Point labeling examples
┄┄┄┄┄┄┄┄┄┄┄┄┄┄┄┄┄┄┄┄
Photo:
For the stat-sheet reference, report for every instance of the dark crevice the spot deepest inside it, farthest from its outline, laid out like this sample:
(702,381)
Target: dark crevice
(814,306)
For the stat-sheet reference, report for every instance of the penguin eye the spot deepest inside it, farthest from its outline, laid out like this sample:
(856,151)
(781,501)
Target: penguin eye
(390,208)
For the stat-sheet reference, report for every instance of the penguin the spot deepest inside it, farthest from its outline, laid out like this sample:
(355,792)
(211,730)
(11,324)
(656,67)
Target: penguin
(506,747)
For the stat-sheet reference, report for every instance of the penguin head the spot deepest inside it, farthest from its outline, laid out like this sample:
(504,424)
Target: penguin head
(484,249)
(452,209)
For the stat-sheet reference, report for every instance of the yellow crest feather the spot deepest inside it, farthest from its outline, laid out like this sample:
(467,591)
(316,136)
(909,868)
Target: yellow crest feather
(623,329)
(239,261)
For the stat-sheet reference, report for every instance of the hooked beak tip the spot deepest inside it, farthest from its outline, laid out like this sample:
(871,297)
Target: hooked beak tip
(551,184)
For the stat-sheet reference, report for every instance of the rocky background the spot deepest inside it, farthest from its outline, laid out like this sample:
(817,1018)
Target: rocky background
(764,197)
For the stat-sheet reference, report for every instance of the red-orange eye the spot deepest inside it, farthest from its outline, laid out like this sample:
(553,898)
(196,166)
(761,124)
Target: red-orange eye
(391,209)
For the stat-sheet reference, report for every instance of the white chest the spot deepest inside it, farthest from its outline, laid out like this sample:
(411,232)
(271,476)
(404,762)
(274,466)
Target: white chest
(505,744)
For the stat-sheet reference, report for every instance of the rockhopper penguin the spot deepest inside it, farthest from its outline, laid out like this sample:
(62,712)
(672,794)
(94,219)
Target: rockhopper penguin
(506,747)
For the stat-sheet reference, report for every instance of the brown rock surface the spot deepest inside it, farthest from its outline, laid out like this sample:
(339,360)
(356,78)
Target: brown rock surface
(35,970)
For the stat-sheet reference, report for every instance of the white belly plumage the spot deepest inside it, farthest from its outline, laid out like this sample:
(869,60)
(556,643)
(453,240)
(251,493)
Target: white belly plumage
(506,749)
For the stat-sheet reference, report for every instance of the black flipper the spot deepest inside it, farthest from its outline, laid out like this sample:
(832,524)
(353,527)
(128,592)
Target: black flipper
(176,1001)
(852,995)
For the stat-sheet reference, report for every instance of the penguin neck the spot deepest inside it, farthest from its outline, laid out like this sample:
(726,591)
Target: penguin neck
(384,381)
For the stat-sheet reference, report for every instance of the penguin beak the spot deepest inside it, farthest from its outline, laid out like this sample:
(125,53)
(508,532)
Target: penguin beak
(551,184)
┄┄┄┄┄┄┄┄┄┄┄┄┄┄┄┄┄┄┄┄
■ What you need to do
Copy every line of the items above word for word, leaving nothing out.

■ Output for this exercise
Photo:
For the stat-sheet reference, report for every instance of the dark crevice the spot deepest inside it, farthest from its outline, laid out like this sample:
(702,381)
Target: dark crevice
(814,306)
For the stat-sheet reference, report for every instance of the penguin eye the spot deepest inside it, farthest from its outline, laid out like this sample:
(856,151)
(781,501)
Target: penguin eye
(390,208)
For the stat-sheet reference, report for every instance of the penguin the spot deepest inside it, farthest from its outline, laid out like this sample:
(355,792)
(211,730)
(11,324)
(656,67)
Target: penguin
(506,747)
For the stat-sheet reference, report for every instance of the penguin head the spot deepest inside it, farthest from its outline, laid out like this sample:
(504,424)
Target: penguin head
(484,249)
(452,209)
For the stat-sheet reference, report for every instance of the yellow crest feather the spot deepest inside it, farthest from its outline, laid out like this sample:
(467,591)
(316,136)
(909,868)
Target: yellow crest feather
(623,329)
(239,261)
For the stat-sheet reference, report for every instance of the hooked beak tip the spot deepest inside it, farthest from its outline, laid out like this sample:
(871,297)
Target: hooked beak tip
(551,184)
For the stat-sheet reference, report for every instance of the rocky background the spot deepest inside it, farthest from its outline, laid out like this sample:
(817,1018)
Target: rocky background
(764,197)
For the stat-sheet reference, report for every instance of the red-orange eye the spot deepest inside it, farthest from its outline, laid out like this sample:
(553,898)
(196,166)
(761,124)
Target: red-orange eye
(391,209)
For the stat-sheet reference, report for every instance of the white chest the spot deepest inside it, farthest from its outline, laid out like this sample:
(411,232)
(271,476)
(404,762)
(274,466)
Target: white chest
(505,744)
For the stat-sheet reference, report for every instance of the rockhopper penguin the spot deepest inside it, farthest from its outline, laid out like this sample:
(62,712)
(672,794)
(94,219)
Target: rockhopper penguin
(506,747)
For the stat-sheet reference, report for every instance of the brown rock surface the spot deepest inside it, farthest from its outline, laid out like this sample:
(339,360)
(356,78)
Target: brown rock surface
(35,970)
For the stat-sheet reference, report for every instance of the white belly plumage the spot deepest inside it, farthest from its outline, laid out like this sample:
(869,60)
(556,643)
(453,240)
(251,493)
Target: white belly plumage
(506,749)
For the stat-sheet reference, report for every instance of the black flipper the spot deepest inside it, farthest from its outline, laid out like this sample:
(832,524)
(353,527)
(128,592)
Target: black flipper
(176,1001)
(852,995)
For the stat-sheet reference, report for every instance of the penguin neck the spot deepest inside it, farthest from its outline, laid out like this sample:
(726,591)
Target: penguin neck
(384,381)
For the stat-sheet reference, report for every instance of the penguin beak the spot deepest inside it, farthest from its outline, laid out like this sample:
(125,53)
(508,532)
Target: penguin beak
(551,184)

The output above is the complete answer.